◆ Goal of the exercise
Please locate every line in the rows below that contains the string "blanket", and copy each such line in full. Treat the match as case-sensitive.

◆ Data records
· · · · ·

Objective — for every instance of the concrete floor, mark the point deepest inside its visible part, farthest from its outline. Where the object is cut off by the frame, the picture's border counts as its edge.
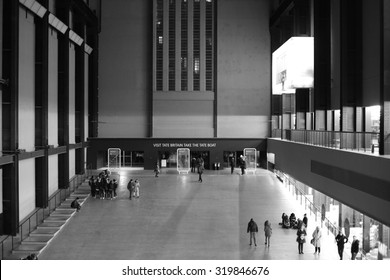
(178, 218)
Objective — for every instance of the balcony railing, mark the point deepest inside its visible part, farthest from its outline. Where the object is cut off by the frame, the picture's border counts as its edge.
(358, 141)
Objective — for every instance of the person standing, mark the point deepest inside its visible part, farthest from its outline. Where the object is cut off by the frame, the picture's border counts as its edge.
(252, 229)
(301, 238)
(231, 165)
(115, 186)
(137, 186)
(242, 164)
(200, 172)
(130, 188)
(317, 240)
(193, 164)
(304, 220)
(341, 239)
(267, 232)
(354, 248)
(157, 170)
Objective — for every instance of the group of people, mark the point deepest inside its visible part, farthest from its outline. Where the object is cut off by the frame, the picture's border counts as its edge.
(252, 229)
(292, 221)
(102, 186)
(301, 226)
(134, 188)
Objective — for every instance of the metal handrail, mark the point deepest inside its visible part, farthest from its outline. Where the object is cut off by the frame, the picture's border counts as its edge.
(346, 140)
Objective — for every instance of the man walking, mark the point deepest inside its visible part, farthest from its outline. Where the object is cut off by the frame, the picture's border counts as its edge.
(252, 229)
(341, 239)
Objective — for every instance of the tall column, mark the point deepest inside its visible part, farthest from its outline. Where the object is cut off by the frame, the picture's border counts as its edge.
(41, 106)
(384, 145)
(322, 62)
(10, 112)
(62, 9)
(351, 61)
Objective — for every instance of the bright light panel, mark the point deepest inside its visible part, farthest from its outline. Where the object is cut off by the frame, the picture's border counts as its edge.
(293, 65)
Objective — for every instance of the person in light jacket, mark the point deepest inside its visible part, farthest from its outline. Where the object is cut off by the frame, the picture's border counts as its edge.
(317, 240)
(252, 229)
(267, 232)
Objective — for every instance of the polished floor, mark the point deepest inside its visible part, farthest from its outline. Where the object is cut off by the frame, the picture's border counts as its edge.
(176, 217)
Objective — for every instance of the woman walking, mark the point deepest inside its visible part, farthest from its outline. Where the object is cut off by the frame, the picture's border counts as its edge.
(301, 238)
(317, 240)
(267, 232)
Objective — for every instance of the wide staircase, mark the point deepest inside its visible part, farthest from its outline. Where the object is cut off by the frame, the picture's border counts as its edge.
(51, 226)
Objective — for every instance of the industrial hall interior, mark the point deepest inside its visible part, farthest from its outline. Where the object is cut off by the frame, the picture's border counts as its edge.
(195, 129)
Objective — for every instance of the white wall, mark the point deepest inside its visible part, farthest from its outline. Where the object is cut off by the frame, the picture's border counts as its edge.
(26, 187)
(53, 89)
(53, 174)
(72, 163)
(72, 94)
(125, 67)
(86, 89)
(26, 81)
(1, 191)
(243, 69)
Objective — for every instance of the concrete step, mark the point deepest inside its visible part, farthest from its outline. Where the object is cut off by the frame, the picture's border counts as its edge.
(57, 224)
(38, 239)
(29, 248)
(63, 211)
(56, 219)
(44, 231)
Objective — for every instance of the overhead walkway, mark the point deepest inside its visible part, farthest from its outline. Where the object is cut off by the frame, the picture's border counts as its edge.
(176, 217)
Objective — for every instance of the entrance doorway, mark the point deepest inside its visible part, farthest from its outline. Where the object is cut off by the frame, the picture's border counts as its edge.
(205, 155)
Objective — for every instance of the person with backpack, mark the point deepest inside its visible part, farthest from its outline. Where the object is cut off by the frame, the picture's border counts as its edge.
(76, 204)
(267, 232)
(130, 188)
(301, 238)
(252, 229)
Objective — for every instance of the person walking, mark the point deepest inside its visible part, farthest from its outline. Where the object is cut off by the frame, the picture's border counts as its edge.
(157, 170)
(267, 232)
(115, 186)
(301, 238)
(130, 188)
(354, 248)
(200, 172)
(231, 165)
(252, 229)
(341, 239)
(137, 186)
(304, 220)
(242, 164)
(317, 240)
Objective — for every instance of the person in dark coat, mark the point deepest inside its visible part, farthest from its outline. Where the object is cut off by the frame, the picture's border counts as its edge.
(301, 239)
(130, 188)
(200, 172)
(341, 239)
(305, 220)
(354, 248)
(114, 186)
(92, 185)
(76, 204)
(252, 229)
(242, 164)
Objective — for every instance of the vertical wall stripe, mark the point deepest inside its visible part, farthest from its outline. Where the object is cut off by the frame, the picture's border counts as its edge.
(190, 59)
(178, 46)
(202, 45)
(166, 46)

· · · · ·

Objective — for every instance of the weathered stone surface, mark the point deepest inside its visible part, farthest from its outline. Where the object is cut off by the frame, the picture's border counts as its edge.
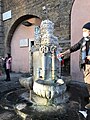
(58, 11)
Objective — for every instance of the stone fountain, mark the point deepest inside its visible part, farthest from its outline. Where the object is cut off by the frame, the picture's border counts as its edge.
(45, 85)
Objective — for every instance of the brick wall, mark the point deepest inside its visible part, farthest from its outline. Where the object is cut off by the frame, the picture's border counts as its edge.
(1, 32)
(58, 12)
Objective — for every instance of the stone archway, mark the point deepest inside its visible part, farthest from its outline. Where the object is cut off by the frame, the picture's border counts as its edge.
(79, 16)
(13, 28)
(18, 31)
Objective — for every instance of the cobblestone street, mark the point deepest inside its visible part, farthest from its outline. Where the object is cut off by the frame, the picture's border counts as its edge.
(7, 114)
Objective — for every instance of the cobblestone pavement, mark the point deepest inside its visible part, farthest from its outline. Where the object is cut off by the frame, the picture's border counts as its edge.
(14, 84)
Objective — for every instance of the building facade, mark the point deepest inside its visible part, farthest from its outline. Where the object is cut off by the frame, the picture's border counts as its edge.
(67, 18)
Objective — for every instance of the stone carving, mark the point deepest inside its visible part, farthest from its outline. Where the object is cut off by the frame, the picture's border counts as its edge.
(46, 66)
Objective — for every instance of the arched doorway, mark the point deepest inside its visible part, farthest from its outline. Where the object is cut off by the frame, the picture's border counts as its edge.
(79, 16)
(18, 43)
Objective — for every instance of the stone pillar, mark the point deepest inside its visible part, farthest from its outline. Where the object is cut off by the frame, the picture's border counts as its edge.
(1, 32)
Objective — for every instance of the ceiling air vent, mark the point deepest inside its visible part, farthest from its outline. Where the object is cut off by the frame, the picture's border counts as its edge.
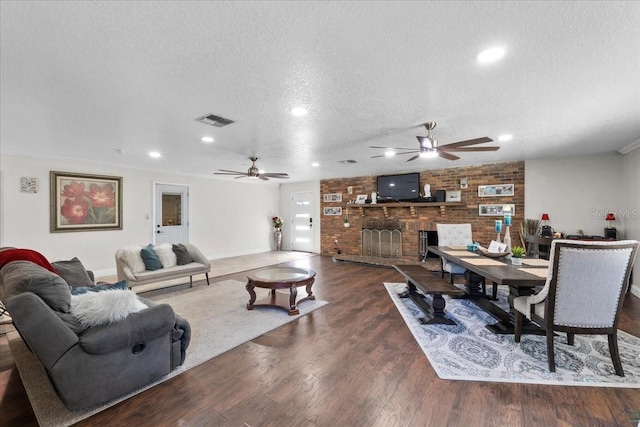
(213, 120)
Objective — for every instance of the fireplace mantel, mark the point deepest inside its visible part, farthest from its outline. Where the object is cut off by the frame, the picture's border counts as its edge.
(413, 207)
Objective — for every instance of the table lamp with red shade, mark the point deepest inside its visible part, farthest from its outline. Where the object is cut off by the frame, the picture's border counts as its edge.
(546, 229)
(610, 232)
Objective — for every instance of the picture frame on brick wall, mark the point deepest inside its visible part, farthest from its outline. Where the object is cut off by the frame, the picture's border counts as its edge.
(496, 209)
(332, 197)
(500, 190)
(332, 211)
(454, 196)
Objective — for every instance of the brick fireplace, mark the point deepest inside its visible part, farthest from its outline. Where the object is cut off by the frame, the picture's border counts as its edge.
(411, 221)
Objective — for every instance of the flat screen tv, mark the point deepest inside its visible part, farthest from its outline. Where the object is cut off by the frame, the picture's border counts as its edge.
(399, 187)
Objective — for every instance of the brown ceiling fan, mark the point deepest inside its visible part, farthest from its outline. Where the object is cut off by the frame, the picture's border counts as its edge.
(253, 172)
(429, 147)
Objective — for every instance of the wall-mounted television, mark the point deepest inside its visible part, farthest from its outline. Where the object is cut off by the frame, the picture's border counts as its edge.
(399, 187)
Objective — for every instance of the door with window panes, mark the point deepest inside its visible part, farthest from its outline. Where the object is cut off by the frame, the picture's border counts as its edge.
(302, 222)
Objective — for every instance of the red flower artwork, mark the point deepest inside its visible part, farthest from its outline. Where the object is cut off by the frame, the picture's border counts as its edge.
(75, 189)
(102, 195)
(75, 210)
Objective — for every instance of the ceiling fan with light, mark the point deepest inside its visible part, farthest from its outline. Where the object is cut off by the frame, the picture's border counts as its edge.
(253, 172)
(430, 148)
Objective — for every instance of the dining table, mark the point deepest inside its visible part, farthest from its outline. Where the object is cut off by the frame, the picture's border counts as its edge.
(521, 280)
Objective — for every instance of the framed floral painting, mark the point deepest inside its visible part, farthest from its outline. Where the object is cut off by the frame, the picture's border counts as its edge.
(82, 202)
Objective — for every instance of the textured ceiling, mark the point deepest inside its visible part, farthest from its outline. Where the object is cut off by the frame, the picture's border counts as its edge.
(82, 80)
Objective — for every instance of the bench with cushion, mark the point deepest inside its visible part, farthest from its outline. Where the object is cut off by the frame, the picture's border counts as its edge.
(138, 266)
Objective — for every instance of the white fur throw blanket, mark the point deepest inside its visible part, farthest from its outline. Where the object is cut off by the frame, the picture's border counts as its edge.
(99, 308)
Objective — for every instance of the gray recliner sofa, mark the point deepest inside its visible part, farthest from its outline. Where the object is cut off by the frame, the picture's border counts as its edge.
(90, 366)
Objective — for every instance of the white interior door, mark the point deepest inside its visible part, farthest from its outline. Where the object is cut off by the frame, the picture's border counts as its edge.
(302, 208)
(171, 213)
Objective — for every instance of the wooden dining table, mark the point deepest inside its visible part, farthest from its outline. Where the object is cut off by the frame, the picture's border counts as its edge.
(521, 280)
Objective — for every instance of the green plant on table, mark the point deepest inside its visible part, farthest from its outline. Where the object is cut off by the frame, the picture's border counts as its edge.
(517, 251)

· · · · ·

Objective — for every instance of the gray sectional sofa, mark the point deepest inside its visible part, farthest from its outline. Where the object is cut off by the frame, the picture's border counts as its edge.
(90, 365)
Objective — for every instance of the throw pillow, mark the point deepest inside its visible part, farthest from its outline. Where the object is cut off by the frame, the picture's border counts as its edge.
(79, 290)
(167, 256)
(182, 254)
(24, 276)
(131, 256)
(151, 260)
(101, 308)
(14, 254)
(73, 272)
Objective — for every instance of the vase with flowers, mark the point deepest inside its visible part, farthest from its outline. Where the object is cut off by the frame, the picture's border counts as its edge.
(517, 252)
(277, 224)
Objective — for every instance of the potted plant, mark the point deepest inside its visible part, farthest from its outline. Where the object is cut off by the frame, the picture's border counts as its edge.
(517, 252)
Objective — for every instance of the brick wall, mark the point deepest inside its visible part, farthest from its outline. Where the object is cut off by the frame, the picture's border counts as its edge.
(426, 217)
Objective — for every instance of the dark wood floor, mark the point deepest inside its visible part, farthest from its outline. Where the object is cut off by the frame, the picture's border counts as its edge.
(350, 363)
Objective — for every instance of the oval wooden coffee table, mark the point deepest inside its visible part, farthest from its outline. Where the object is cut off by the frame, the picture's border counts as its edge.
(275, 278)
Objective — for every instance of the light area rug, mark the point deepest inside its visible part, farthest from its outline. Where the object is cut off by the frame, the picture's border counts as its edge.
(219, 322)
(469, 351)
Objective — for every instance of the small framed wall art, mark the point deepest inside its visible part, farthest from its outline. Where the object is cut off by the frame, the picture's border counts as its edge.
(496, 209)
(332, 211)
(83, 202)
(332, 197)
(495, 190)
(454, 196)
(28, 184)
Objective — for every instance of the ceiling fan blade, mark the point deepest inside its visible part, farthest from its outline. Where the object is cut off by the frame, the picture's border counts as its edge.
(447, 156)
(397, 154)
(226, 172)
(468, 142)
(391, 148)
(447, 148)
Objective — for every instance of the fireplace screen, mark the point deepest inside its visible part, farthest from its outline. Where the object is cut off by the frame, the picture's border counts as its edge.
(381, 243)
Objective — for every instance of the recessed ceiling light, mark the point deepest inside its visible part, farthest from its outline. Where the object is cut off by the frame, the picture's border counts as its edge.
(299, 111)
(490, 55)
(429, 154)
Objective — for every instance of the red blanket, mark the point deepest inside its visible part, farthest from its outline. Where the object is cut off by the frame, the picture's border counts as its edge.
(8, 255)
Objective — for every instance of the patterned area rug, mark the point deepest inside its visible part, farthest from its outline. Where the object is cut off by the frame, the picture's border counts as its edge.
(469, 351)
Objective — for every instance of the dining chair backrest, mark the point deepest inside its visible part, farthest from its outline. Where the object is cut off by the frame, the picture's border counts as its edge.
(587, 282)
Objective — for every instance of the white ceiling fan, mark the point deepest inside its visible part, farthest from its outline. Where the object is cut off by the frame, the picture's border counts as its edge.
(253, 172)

· · · · ·

◆ Answer for this exercise
Objective — for every instance of the white fur throw blanket, mark the point deepest inside its visible part, farthest from its outline. Where the object is cut off by the frame, the picture's border counts as its edge.
Objective — for every instance of the red blanket, mark the point deepest inside its visible part, farthest from its outline. Where the object is cut off by the frame, the picture's border counts as its edge.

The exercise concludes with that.